TEXT SHOWN Start Marker

Alexander blows off wind energy
Tennessee's U.S. Sen. Lamar Alexander has long been a foe of wind energy, and he never misses an opportunity to atack it.
On Wednesday, he threw his weight around with the Tennessee Valley Authority over the public utility's plan to study the possibility of wheeling 3,500 megawatts of wind power from Oklahoma and Texas via a new electricity transmission line that would tie to a TVA substation in Memphis.
Alexander, a member of the Senate Environment and Public Works Committee, and U.S. Rep. Stephen Fincher, also a Tennessee Republican, asked TVA to carefully evaluate the reliability and security of importing wind energy over a 700-mile transmission line proposed to be built from Oklahoma to Tennessee. The lawmakers said they are wary about the developer of the line, Clean Line Energy Partners LLC, being granted utility status to allow the company to force landowners to sell their property along the proposed line in Oklahoma, Arkansas and West Tennessee through eminent domain.
"It's up to the TVA board to decide what kinds of electricity to generate and purchase," said Alexander, "But it is the responsibility of members of Congress to provide oversight to TVA policies, and these questions are part of that oversight."
Come on, Senator. Be honest, here. If this was a nuclear power plant, you wouldn't blink -- and haven't -- about who might be forced to sell or forced to live in the shadow of reactor cooling towers or new transmission lines to get nuclear-plant power on the grid.

TEXT SHOWN End Marker
DATA EXTRACTS Start Marker

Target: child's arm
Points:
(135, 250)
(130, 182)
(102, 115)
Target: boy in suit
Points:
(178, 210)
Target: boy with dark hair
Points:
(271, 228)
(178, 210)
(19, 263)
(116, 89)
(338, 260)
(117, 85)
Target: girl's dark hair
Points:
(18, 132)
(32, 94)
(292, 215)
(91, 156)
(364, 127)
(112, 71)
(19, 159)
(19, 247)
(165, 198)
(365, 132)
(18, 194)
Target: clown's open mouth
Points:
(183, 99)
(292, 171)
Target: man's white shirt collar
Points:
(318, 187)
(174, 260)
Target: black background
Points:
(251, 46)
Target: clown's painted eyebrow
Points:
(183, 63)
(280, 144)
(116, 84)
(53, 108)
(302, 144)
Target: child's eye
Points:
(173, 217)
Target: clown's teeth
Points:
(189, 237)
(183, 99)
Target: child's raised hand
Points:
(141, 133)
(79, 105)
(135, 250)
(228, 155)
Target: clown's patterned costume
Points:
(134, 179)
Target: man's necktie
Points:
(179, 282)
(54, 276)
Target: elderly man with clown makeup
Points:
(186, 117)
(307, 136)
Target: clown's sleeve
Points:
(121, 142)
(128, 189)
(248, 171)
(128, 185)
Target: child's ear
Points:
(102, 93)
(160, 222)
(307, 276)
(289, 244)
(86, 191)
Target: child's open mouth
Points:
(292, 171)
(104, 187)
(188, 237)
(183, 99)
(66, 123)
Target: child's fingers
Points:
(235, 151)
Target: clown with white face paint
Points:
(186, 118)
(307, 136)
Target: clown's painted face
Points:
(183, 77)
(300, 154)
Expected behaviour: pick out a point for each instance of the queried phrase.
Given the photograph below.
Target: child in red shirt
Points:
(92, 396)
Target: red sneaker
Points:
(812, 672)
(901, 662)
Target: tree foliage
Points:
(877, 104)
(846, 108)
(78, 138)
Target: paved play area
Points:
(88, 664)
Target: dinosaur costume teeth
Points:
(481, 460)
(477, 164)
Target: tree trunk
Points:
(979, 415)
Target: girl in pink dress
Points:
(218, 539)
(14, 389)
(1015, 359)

DATA EXTRACTS End Marker

*TASK REQUIREMENTS:*
A - Rewrite the article on Senator Alexander and wind power from "Alexander blows off" up to and including "to atack it.", changing "wind energy" to "solar energy" wherever it occurs.
B - In the article on Senator Alexander and wind power, how long is the transmission line proposed to run from Oklahoma to Tennessee?

*SOLUTIONS BY TASK:*
A -
Alexander blows off solar energy
Tennessee's U.S. Sen. Lamar Alexander has long been a foe of solar energy, and he never misses an opportunity to atack it.

B - 700 miles.